Passage provided
▼
Home » Data Science » Design » Engineering » Explaining of Israel » Technology » Neural Information Processing Systems Conference

Neural Information Processing Systems Conference

December 13, 2019 sherry 0 Data Science, Design, Engineering, Explaining of Israel, Technology,

By Lin Xiao, Alina Beygelzimer, Emily Fox, Florence d’Alché-Buc and Hugo Larochelle
NeurIPS 2019 Program Chairs
Neural Information Processing Systems Conference

With this blog post, it is our pleasure to unveil the NeurIPS paper awards for 2019, and share more information on the selection process for these awards.

Outstanding Paper Awards

We’re continuing the tradition of highlighting some of the most notable accepted papers at the conference. The NeurIPS 2019 Outstanding Paper Committee includes of Bob Williamson, Michele Sebag, Samuel Kaski, Brian Kingsbury and Andreas Krause. They made their recommendations as follows.

We asked the Outstanding Paper Committee to choose from the set of papers that had been selected for oral presentation. Before looking at the papers, they agreed on the following criteria to guide their selection.

Potential to endure — Focused on the main game, not sidelines. Likely that people will still care about this in decades to come.
Insight — Provides new (and hopefully deep) understanding; does not just show a few percentage points of improvement.
Creativity / Unexpectedness / Wow — Looks at the problem in a creatively new way; a result that really surprises the reader.
Revolutionary — Will radically change the way people will think in the future.
Rigour — Unimpeachable rigour and care.
Elegance — Beautiful, clean, slick, polished.
Realism — Does not over-claim the significance.
Scientific — Actually falsifiable.
Reproducible — The results are actually reproducible; code available, and it works on a wide range of machines; data available; full detailed proofs.

They also agreed on some criteria that they would like to avoid:

Inefficient — Steering away from work that only stand out due to resource profligacy (achieved a higher league table ranking largely by virtue of squandering huge resources).
Trendiness — An approach taken because an idea is fashionable but could be accessed in a different more effective way using other approaches.
Over Complicated — The paper engaged in unnecessary complexity.

Finally, they determined it appropriate to introduce an additional Outstanding New Directions Paper Award, to highlight work that distinguished itself in setting a novel avenue for future research.

They had access to the papers, the reviewer reports and comments from the (senior) area chairs.

They then did an initial triage to come up with a short list of three papers and an extended list of eight papers. The committee members then each individually evaluated these eight papers on their own. Each committee member gave each paper a ranking. They then shared these rankings with each other. In one case the committee members sought additional expert opinion (and took it into account in their decision making).
▲
Raw data
▼
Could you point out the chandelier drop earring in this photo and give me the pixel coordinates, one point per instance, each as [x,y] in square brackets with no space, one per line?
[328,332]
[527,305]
▲
Your tasks
**A.** In the NeurIPS 2019 paper awards post, what additional award did the committee decide to introduce?
**B.** Write the next part of the NeurIPS 2019 paper awards post, picking up after its last sentence.

Written responses
**A.** An Outstanding New Directions Paper Award.

**B.**
Ultimately, the committee members were in strong agreement independently, and after brief discussion reached the following consensus recommendation for outstanding paper awards:

Outstanding Paper Award

Distribution-Independent PAC Learning of Halfspaces with Massart Noise
The paper studies the learning of linear threshold functions for binary classification in the presence of unknown, bounded label noise in the training data. It solves a fundamental, and long-standing open problem by deriving an efficient algorithm for learning in this case. This paper makes tremendous progress on a long-standing open problem at the heart of machine learning: efficiently learning half-spaces under Massart noise. To give a simple example highlighted in the paper, even weak learning disjunctions (to error 49%) under 1% Massart noise was open. This paper shows how to efficiently achieve excess risk equal to the Massart noise level plus epsilon (and runs in time poly(1/epsilon), as desired). The algorithmic approach is sophisticated and the results are technically challenging to establish. The final goal is to be able to efficiently get excess risk equal to epsilon (in time poly(1/epsilon)).

Outstanding New Directions Paper Award

Uniform convergence may be unable to explain generalization in deep learning
The paper presents what are essentially negative results showing that many existing (norm based) bounds on the performance of deep learning algorithms don’t do what they claim. They go on to argue that they can’t do what they claim when they continue to lean on the machinery of two-sided uniform convergence. While the paper does not solve (nor pretend to solve) the question of generalisation in deep neural nets, it is an “instance of the fingerpost (to use Francis Bacon’s phrase) pointing the community to look in a different place.

The committee members also wanted to highlight the following papers for honorable mentions:

Honorable Mention Outstanding Paper Award

Nonparametric Density Estimation & Convergence Rates for GANs under Besov IPM Losses
The paper shows, in a rigorous theoretical manner, that GANs can outperform linear methods in density estimation (in terms of rates of convergence). Leveraging prior results on wavelet shrinkage, the paper offers new insight into the representational power of GANs. Specifically, the authors derive minimax convergence rates for non-parametric density estimation under a large class of losses (so-called integral probability metrics) within a large function class (Besov spaces). Reviewers felt this paper would have significant impact for researchers working on non-parametric estimation and GANs.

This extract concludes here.